[Region pointing data]

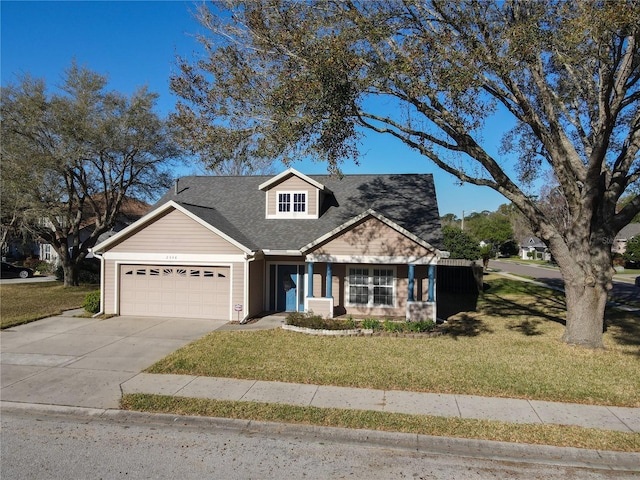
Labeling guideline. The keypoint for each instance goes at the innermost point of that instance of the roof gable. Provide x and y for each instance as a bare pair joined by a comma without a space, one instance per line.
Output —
340,230
157,214
235,205
286,174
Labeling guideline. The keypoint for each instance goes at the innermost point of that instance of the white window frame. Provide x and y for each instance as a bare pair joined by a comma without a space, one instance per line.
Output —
292,204
370,285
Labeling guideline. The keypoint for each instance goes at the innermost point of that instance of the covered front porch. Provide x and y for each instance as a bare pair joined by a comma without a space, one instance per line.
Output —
333,288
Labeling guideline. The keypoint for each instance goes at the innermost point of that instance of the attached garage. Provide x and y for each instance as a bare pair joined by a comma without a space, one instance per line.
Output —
185,291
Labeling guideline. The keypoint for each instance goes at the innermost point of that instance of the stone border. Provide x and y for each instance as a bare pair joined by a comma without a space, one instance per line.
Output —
360,332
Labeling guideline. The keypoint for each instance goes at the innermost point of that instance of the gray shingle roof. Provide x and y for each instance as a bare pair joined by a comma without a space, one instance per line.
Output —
236,206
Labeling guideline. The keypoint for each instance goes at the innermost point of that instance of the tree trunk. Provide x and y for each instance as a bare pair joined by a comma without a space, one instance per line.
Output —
588,273
585,314
70,274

## Task description
Return every line of the preceding records in which the word "roof" appears.

## Written answer
Labeling guideline. The keypoint for each instance goes at the innermost point of that instance of the roof gable. Provide x and y for each instance as a bare pair joined by a comma without a space, one instance per line.
Labeling guideline. The keypoint for each instance goes at the innermost point of that instance of the gray shingle roof. Provide x and y for each instance as a bare pair joined by a comma without a space, one instance per line.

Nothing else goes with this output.